Requirement » In every one of the items below, change "Mark" to "Point to" and reproduce the lines with nothing else altered. Leave the pictures out of your answer.

Information given »
==========

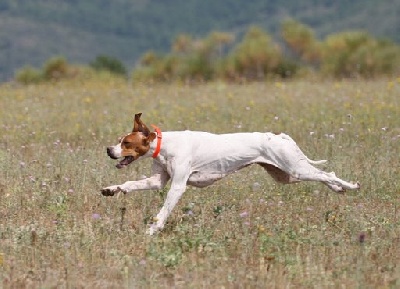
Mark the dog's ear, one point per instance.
(136, 122)
(152, 136)
(139, 126)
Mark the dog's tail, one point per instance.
(319, 162)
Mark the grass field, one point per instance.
(58, 231)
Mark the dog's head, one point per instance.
(134, 145)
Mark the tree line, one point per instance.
(255, 56)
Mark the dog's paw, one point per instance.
(110, 191)
(152, 230)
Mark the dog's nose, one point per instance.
(109, 151)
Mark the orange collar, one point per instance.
(159, 137)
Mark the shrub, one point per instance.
(55, 68)
(28, 75)
(256, 55)
(110, 64)
(354, 54)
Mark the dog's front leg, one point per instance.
(155, 182)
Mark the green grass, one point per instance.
(57, 231)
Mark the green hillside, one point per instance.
(33, 31)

==========

Solution for this exercise »
Point to the dog's ear, one point per instance.
(136, 122)
(152, 136)
(139, 126)
Point to the dog's tail, one point per instance.
(319, 162)
Point to the grass field, one point per instance.
(58, 231)
Point to the dog's head, one point per instance.
(134, 145)
Point to the tree line, one point per instance.
(255, 56)
Point to the dog's paw, one point per instance.
(110, 191)
(152, 230)
Point to the dog's nose, one point per instance.
(109, 151)
Point to the orange collar, one point per instance.
(159, 137)
Point to the shrub, one point per instance.
(55, 68)
(28, 75)
(256, 55)
(110, 64)
(354, 54)
Point to the dog's front leg, one point per instance.
(155, 182)
Point to the green grass, one point per instance.
(57, 231)
Point to the green hillside, one point per instance.
(33, 31)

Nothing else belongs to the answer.